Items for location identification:
┌────────

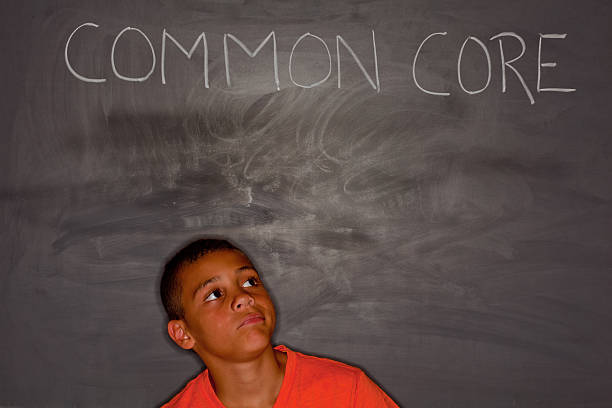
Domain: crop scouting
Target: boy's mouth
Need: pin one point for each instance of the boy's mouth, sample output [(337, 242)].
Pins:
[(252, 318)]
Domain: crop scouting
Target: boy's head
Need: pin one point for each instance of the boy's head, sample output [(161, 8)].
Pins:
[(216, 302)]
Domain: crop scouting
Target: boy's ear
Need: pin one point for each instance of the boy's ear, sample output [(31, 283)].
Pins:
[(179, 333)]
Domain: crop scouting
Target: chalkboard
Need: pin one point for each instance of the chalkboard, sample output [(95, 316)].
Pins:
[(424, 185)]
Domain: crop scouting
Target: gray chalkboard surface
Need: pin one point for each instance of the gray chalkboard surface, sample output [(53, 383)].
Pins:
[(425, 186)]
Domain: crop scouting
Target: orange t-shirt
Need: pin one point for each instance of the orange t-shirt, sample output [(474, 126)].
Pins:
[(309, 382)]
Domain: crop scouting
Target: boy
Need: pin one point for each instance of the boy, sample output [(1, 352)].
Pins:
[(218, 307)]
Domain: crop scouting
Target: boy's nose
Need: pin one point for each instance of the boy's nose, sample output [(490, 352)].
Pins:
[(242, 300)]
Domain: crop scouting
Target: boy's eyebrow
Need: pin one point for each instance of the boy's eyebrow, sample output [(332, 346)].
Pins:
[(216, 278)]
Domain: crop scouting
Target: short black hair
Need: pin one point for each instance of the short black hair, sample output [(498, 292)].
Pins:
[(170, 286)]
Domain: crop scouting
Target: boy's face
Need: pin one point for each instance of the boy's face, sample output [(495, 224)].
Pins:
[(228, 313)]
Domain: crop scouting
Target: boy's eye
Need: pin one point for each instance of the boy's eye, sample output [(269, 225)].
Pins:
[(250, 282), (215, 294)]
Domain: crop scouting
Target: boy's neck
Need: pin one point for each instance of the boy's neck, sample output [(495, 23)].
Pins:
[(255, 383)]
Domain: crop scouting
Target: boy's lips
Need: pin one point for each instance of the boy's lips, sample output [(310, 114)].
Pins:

└────────
┌────────

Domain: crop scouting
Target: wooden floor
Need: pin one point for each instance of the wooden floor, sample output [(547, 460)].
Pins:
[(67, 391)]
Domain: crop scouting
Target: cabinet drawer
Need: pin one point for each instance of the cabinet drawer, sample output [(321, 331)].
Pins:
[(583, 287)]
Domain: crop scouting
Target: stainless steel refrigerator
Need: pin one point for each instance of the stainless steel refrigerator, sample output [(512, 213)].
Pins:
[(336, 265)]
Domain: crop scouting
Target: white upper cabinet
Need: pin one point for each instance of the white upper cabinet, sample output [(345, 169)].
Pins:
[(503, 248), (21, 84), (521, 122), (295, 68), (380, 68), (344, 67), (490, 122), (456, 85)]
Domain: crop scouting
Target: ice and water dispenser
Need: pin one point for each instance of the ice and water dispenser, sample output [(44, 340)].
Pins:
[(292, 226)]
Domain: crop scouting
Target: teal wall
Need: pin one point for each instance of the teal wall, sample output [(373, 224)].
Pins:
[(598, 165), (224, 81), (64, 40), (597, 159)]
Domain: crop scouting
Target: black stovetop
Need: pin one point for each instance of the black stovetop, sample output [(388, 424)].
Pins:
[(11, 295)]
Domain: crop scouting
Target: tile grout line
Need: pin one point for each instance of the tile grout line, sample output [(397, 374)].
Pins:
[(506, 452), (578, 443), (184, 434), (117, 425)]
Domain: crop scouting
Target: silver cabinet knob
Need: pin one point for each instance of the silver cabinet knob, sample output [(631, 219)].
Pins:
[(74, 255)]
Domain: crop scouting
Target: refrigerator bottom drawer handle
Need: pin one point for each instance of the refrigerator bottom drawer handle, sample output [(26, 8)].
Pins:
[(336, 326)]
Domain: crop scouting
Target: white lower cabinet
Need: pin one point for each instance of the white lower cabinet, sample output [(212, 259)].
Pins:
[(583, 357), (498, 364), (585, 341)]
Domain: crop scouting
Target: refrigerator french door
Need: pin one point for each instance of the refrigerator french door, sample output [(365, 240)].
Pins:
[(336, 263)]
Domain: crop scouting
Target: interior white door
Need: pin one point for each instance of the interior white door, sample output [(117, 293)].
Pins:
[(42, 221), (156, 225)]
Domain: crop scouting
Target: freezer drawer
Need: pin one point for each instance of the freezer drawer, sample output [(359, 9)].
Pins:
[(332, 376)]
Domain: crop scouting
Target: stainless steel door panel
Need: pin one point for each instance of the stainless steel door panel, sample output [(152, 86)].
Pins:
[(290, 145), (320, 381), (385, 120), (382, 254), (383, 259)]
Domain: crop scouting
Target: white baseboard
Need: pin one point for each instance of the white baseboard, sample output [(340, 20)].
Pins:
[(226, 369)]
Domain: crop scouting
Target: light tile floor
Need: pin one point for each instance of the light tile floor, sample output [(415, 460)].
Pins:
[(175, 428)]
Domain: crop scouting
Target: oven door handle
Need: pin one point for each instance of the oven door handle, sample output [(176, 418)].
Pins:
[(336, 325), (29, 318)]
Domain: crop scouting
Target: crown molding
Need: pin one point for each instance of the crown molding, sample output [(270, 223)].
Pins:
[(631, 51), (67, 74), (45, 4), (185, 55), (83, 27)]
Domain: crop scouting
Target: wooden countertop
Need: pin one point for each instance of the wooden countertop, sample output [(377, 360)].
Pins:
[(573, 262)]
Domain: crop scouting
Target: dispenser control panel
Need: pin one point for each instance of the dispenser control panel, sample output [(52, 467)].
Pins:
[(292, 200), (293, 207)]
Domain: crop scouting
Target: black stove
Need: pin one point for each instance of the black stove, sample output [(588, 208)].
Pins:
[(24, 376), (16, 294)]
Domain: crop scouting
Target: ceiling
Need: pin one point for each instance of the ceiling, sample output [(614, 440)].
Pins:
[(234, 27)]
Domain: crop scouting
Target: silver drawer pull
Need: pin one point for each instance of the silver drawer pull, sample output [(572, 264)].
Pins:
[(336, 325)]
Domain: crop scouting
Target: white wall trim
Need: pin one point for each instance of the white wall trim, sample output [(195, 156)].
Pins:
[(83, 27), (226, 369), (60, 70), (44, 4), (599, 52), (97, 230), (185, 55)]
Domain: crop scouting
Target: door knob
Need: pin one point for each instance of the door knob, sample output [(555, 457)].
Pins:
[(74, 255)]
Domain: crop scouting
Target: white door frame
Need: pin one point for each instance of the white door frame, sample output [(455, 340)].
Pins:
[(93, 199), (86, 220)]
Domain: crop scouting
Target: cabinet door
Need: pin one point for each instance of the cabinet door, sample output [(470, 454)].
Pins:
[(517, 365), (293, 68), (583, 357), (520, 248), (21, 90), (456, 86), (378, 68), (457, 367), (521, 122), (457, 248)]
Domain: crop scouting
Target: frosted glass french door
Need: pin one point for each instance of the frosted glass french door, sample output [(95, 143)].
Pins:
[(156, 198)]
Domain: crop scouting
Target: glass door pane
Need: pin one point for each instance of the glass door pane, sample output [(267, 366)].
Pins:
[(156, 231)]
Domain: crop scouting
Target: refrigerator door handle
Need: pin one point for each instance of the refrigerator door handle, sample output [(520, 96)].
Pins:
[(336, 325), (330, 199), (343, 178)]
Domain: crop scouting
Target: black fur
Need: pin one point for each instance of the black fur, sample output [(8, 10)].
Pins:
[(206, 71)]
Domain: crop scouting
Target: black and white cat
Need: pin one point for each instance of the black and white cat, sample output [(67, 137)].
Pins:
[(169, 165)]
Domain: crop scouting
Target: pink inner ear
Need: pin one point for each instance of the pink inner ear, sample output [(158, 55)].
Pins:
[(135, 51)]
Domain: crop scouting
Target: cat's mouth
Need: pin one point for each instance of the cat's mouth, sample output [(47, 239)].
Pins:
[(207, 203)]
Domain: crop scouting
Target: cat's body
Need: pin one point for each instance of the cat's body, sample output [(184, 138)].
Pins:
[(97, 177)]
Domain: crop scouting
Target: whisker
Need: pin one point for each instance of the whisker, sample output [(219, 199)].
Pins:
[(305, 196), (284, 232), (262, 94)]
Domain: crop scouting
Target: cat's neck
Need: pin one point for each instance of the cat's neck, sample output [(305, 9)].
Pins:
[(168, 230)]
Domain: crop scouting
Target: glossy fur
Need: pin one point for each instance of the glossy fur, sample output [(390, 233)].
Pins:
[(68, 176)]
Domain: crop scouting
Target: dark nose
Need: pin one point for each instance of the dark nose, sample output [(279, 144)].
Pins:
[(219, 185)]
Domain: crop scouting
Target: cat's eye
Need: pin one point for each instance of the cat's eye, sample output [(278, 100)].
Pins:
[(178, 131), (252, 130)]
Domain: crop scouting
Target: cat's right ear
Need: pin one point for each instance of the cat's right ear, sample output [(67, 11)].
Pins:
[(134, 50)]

└────────

» Written task: How many lines in the records contain the string "freezer"? Reply with the number only.

» Problem solution: 2